__Tasks__
[1] Reproduce the stretch of the extensibility text from "2.1.4. Independent Namespace" through "coordinate their syntaxes.".
[2] Based on the extensibility text, say yes or no to each statement, quoting the words that decide it: (a) Under Independent Namespace Authorities, extension creators would not need to coordinate with W3C. (b) Trim To Fit is described as hard to implement. (c) Incremental Trim To Fit is the approach taken by HTML.

__Document segment__
>> begin

Between those two options is a third: have W3C run a mailing list and/or wiki page and require that all extension creators discuss their work their in advance, as part of claiming some syntax.

Con:

Potential for problems if disputes arise. (Might end up being expensive for W3C and participants in any relevant WG.)
Keeps W3C in the critical path

2.1.4. Independent Namespace Authorities

(Also called URI-based extensibility)

The last option is to use the namespace URIs as a point of coordination. This is equivalent to options 2 or 3 for W3C namespaces, but allows anyone else to mint a namespace URI and use it for their extension. Then they would not need to coordinate with W3C on their extension.

They should, however, be required to provide for people extending their work. That is, available via the namespace URI there should be some sort of registry, informal or not, which allows users wishing to build beyond their extension to coordinate their syntaxes.

Con:

More complicated

2.2. Random Questions

Does every syntactic element bless by RIF-WG go in one w3.org namespace, multiple w3.org namespaces, or can some of them be in non-w3.org namespaces?

implies: Do user extensions have to change namespaces if they become part of a W3C recommendation?

Do we ever allow invisible extensions?

How do you know when extensions are compatible?

Do people ever need to specify dialects, or can they just specify extensions from a null core? Maybe BLD is a package of 6 extensions? Or maybe it's just one extension? Is that a useful concept?

Do we recommend/allow/forbid document-level flags to change the meaning of syntactic elements? e-mail.

3. Fallback Procedures

3.1. Choice: What Fallback Mechanisms Are Mandated?

If a system receives a document which does not conform to the syntax of any dialect it implements, what should it do?

3.1.1. Trim To Fit

The simplest fallback procedure is to ignore XML subtrees which fall outside the grammar of some implemented dialect.

Pro:

Very simple to implement
Needs no information about the extensions or dialects used to do the fallback (but still does for Impact)

Con:

May fall back very far, making huge changes to document

3.1.2. Incremental Trim To Fit

A variation on Trim-to-Fit is to recursively replace the roots out-of-grammar subtrees with their content, potentially encountering some usable in-grammar elements. This is the approach famously taken by HTML.

>> end

__Material shown__

>> begin

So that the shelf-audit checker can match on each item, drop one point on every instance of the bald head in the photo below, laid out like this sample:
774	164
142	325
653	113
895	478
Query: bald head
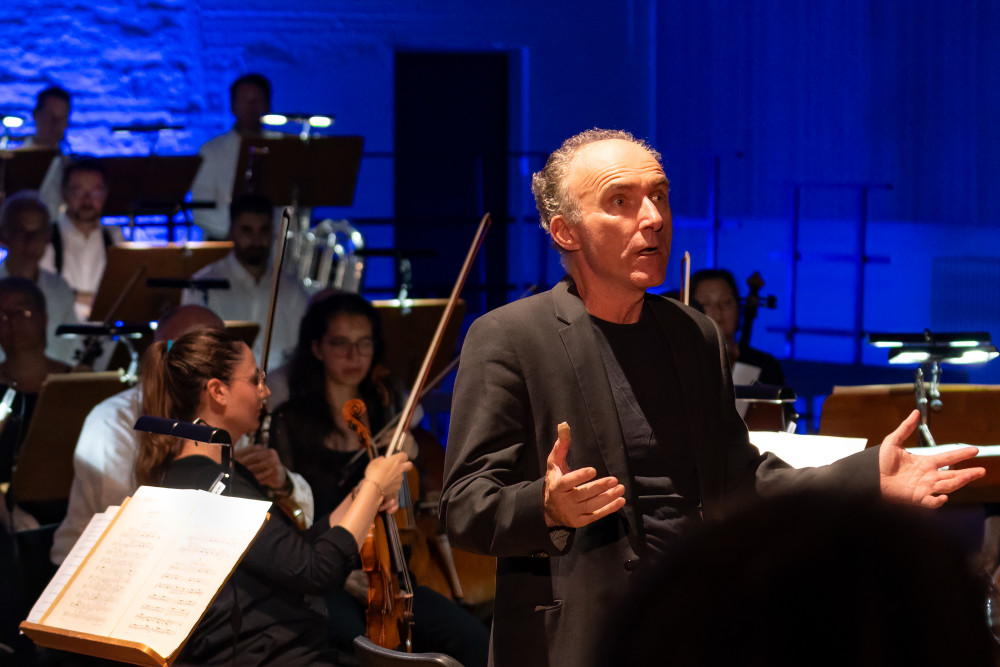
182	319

>> end
>> begin

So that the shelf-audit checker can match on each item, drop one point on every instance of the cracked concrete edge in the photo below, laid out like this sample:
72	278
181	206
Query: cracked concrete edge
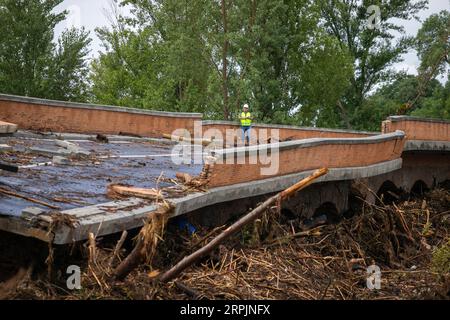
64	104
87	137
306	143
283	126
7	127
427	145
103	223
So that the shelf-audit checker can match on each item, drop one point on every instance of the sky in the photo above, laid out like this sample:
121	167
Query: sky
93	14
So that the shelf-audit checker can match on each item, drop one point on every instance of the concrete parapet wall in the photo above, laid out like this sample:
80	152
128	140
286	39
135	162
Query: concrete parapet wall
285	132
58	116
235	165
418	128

>> end
>> begin

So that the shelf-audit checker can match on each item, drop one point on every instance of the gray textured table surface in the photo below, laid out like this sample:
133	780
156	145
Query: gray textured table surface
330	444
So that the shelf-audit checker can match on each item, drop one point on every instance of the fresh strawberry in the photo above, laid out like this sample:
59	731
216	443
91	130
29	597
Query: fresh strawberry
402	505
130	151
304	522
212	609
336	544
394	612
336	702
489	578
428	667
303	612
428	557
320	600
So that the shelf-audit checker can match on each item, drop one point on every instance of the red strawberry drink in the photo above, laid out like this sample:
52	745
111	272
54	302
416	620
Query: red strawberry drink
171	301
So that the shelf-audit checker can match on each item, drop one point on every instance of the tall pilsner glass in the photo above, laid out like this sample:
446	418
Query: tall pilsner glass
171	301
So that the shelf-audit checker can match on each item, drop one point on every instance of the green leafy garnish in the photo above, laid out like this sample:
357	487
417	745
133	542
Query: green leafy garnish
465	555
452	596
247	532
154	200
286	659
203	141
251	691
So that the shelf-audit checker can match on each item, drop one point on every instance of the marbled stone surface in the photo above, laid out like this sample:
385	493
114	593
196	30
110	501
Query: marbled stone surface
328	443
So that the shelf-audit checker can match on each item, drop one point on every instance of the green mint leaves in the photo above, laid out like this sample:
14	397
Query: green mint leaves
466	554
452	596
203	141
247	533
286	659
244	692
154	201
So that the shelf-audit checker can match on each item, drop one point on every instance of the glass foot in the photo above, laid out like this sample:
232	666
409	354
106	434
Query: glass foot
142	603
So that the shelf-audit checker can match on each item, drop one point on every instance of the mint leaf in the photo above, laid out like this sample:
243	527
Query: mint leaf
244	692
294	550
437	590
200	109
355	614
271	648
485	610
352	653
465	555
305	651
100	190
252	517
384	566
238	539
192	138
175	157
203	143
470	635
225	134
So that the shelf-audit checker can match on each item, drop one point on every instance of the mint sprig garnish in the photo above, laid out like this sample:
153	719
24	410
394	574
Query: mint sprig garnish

>> end

__The responses__
[1]
2.1.4. Independent Namespace Authorities

(Also called URI-based extensibility)

The last option is to use the namespace URIs as a point of coordination. This is equivalent to options 2 or 3 for W3C namespaces, but allows anyone else to mint a namespace URI and use it for their extension. Then they would not need to coordinate with W3C on their extension.

They should, however, be required to provide for people extending their work. That is, available via the namespace URI there should be some sort of registry, informal or not, which allows users wishing to build beyond their extension to coordinate their syntaxes.

[2]
(a) Yes: "Then they would not need to coordinate with W3C on their extension."
(b) No: "Very simple to implement"
(c) Yes: "This is the approach famously taken by HTML."